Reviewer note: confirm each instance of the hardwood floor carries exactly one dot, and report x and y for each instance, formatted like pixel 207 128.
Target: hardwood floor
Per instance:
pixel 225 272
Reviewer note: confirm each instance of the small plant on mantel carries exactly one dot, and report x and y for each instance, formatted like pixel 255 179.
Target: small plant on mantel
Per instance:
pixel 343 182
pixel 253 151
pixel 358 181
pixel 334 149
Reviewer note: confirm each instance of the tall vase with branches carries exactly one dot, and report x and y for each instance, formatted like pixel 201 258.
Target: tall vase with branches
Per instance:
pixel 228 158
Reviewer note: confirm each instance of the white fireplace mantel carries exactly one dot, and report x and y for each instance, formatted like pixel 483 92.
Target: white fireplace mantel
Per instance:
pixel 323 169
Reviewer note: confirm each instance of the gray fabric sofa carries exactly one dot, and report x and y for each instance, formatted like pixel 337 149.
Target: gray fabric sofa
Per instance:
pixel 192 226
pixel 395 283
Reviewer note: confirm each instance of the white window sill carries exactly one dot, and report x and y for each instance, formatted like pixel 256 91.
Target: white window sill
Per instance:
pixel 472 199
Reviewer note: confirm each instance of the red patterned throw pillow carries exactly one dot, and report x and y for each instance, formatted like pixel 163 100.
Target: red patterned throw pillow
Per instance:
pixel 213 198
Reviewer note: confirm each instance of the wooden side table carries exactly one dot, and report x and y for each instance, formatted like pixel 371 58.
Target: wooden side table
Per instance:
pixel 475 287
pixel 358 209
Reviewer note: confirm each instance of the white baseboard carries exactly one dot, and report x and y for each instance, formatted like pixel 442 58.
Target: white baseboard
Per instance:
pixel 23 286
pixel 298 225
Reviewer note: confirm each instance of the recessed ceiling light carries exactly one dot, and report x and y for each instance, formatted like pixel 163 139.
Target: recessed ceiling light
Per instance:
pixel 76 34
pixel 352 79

**EXERCISE INSTRUCTIONS**. Every entry should be retyped exactly as it appears.

**SOLUTION TO THE EXERCISE**.
Reviewer note: confirm each instance of the hardwood floor carries exactly one dot, and report x and y for each instance, formatted like pixel 207 128.
Target: hardwood floor
Per instance:
pixel 225 272
Reviewer note: confirm each instance of the small plant on mantel carries exactly one dot, and report x and y for each instance, formatted like pixel 255 179.
Target: small plant on mantel
Per instance:
pixel 343 182
pixel 253 151
pixel 358 181
pixel 334 149
Reviewer note: confirm each instance of the tall vase with branches carries exactly one dot, and report x and y for each instance, formatted like pixel 201 258.
Target: tall vase with branches
Per instance:
pixel 228 158
Reviewer note: confirm each instance of the white fireplace mantel carries exactly one dot, and report x and y for each instance, formatted like pixel 483 92.
Target: white fireplace mantel
Per instance:
pixel 323 169
Reviewer note: confirm each instance of the gray fabric sofa carries exactly one dot, and report x and y for each instance, formatted like pixel 337 149.
Target: gray fabric sofa
Per instance:
pixel 192 226
pixel 395 283
Reviewer note: confirm each instance of the white window sill carries exactly one dot, and report x and y for each instance, formatted like pixel 256 91.
Target: white window sill
Per instance:
pixel 472 199
Reviewer note: confirm each instance of the red patterned throw pillow carries exactly one dot, and report x and y for each instance, formatted like pixel 163 100.
Target: red patterned throw pillow
Per instance:
pixel 213 198
Reviewer note: confirm each instance of the wooden side table carries exactly one dot, and report x and y for each instance, formatted like pixel 371 58.
Target: wooden side table
Per instance:
pixel 475 287
pixel 358 209
Reviewer note: confirm each instance of the white baseboard carries exactly one dot, and report x and y for each instance, formatted like pixel 442 58.
Target: white baseboard
Per instance:
pixel 23 286
pixel 298 225
Reviewer note: confirm each instance of the recessed ceiling light carries exactly one dot, and report x and y for each instance, formatted like pixel 163 139.
Target: recessed ceiling light
Per instance:
pixel 76 34
pixel 352 79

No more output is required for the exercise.